:: Opdrachten ::
- A) Geef het stuk uit de tekst over Shimao van "In geen van" tot en met "dynastieën zou uitoefenen." woordelijk weer.
- B) Noem alle getallen die in de tekst over Shimao in cijfers geschreven staan.
- C) Wat is volgens de tekst over Shimao de totale oppervlakte van de vindplaats?

:: Aangeleverde tekst ::
- - - - - - -
Nog spectaculairder was dat delen van de vindplaats, die Shimao wordt genoemd omdat de oorspronkelijke naam onbekend is, volgens koolstofdateringen 4300 jaar oud zijn. Daarmee zijn ze bijna tweeduizend jaar ouder dan het oudste segment van de Chinese Muur en vijfhonderd jaar ouder dan de eerste tekenen van een voortgeschreden beschaving op de Centrale Laagvlakte, die vele honderden kilometers verder naar het zuiden ligt.
In dit ogenschijnlijk afgelegen gebied floreerde Shimao bijna een half millennium lang, van circa 2300 tot 1800 v. Chr. Daarna werd de stad verlaten, plotseling en zonder aanwijsbare redenen.
In geen van de oude teksten waarop Chinese archeologen een beroep kunnen doen, wordt melding gemaakt van een stad die zich zó ver ten noorden van de ‘bakermat van de Chinese beschaving’ ontwikkelde, laat staan een stad van deze omvang, complexiteit en intensieve contacten met andere culturen. Met een totale oppervlakte van duizend hectare is Shimao nu de grootste Neolithische nederzetting die in China is ontdekt en ongeveer 25 % groter dan Central Park in New York. De aangetroffen kunstvoorwerpen en technologie behoorden tot het cultuurgebied van de noordelijke steppen, dat invloed op toekomstige Chinese dynastieën zou uitoefenen.
Samen met recente ontdekkingen op andere prehistorische vindplaatsen in de regio en langs de kust dwingt Shimao historici ertoe om de oorsprong van de Chinese beschaving te heroverwegen en meer aandacht te besteden aan perifere geografische locaties en culturele invloeden.
- - - - - - -
:: Aangeleverde items ::
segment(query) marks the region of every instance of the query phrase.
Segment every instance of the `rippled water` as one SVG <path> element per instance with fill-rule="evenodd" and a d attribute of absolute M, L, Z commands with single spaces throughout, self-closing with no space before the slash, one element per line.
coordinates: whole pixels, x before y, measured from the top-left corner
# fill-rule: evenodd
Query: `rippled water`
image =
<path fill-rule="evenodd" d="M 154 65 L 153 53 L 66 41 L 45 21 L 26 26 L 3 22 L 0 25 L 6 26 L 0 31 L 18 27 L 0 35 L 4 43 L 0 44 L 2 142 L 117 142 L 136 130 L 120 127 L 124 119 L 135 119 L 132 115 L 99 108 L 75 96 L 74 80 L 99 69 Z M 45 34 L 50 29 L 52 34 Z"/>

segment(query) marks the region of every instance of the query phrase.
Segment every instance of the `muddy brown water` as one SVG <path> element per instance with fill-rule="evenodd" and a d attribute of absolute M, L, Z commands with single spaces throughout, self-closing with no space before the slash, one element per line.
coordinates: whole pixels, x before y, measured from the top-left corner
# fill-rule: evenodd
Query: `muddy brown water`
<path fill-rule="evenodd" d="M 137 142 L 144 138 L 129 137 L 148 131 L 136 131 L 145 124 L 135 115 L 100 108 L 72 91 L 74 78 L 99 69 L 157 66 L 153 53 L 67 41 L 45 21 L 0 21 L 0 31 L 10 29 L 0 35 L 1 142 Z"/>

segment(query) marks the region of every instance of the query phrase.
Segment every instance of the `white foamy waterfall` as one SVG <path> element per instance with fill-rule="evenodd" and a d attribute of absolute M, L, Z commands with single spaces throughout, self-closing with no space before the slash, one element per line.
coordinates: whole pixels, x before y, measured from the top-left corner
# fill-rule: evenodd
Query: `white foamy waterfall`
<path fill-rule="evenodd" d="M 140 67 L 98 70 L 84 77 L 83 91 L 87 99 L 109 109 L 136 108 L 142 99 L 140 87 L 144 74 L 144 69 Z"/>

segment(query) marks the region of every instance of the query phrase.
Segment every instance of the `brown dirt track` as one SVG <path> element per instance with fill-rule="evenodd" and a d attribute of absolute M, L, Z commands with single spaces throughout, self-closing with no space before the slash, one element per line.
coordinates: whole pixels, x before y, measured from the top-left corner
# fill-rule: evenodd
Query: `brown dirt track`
- - - - - - -
:: Antwoorden ::
- A)
In geen van de oude teksten waarop Chinese archeologen een beroep kunnen doen, wordt melding gemaakt van een stad die zich zó ver ten noorden van de ‘bakermat van de Chinese beschaving’ ontwikkelde, laat staan een stad van deze omvang, complexiteit en intensieve contacten met andere culturen. Met een totale oppervlakte van duizend hectare is Shimao nu de grootste Neolithische nederzetting die in China is ontdekt en ongeveer 25 % groter dan Central Park in New York. De aangetroffen kunstvoorwerpen en technologie behoorden tot het cultuurgebied van de noordelijke steppen, dat invloed op toekomstige Chinese dynastieën zou uitoefenen.

- B) 4300, 2300, 1800, 25

- C) Duizend hectare.